» **TASK**:
Where a line in the listing below holds the word "lawn", count that line; give the total alone.

= = = = =

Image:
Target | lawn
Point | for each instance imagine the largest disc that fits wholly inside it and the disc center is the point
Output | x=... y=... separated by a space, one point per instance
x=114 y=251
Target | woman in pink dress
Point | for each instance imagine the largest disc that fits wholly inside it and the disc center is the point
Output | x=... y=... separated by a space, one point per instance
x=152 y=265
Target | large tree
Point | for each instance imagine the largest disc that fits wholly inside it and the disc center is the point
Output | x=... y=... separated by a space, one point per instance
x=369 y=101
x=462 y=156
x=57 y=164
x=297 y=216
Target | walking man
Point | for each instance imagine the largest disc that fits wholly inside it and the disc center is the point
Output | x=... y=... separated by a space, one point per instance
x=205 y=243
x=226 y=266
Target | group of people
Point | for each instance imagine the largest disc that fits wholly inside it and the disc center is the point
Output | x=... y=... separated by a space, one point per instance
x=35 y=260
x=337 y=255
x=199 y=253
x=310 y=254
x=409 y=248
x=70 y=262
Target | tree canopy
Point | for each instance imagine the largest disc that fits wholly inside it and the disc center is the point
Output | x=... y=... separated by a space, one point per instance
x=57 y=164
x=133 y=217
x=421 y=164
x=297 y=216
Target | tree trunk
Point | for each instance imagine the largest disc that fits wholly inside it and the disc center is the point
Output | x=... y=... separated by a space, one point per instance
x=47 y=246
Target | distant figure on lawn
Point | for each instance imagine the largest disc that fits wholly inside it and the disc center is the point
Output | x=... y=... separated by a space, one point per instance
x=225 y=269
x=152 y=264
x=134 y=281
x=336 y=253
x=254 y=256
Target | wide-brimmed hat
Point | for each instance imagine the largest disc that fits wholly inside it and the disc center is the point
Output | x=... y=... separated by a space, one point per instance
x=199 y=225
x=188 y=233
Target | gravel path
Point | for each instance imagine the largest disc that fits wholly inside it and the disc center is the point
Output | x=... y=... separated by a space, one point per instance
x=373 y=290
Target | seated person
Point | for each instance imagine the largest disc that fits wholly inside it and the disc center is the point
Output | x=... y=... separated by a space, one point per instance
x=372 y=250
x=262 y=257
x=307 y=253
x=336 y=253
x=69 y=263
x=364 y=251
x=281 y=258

= = = = =

» **RESPONSE TO THE TASK**:
2